* [Prompt 1]: From the forum thread on minimizing a right triangle's sides, copy the stretch from "But it doesn't" through "answer is $a=b=0$..." verbatim.
* [Prompt 2]: In the forum thread on minimizing a right triangle's sides, what does Hill say the answer is without a constraint?

Find the sides of the right triangle so that their sum is minimized

[MatinSAR]

Homework Statement

Find the sides of the right triangle so that their sum is minimized.

Relevant Equations

$a^2+b^2=c^2$

Hello. We know that $a^2+b^2=c^2$ and we want to minimize $a+b$.

$$b= \sqrt {c^2-a^2}$$ $$ \dfrac {d}{da} (a+\sqrt {c^2-a^2})=0$$ $$ 1-\dfrac {a}{ \sqrt {c^2-a^2}}=0 $$ This gives $$a=\dfrac {c}{\sqrt 2}$$

But it doesn't work for c=5. I know a=3 and b=4 minimize a+b.

 

[Hill]

Homework Statement: Find the sides of the right triangle so that their sum is minimized.

What is a constraint? Without a constraint the answer is $a=b=0$...

I know a=3 and b=4 minimize a+b.

* [Source excerpt]:
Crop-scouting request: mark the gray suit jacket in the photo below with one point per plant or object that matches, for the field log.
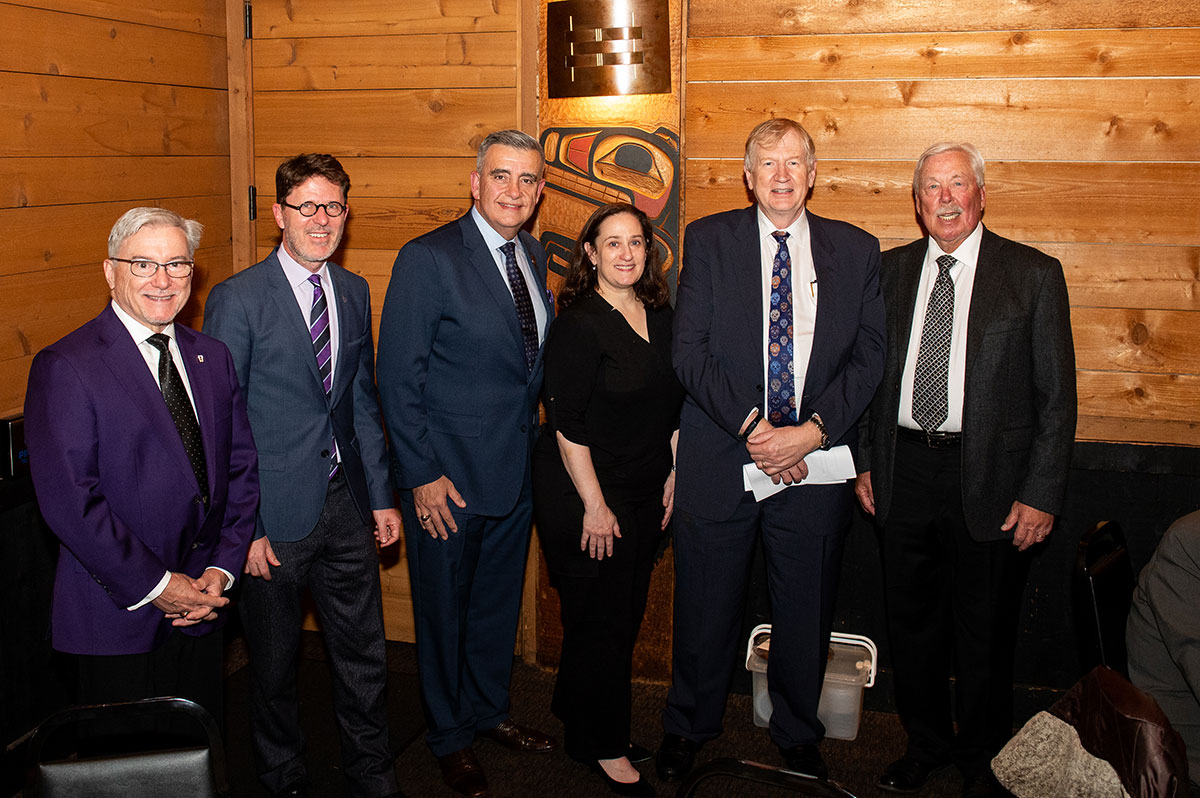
(1019, 400)
(256, 315)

* [Problem solution 1]:
But it doesn't work for c=5. I know a=3 and b=4 minimize a+b.

 

[Hill]

Homework Statement: Find the sides of the right triangle so that their sum is minimized.

What is a constraint? Without a constraint the answer is $a=b=0$...

* [Problem solution 2]: Without a constraint, the answer is a = b = 0.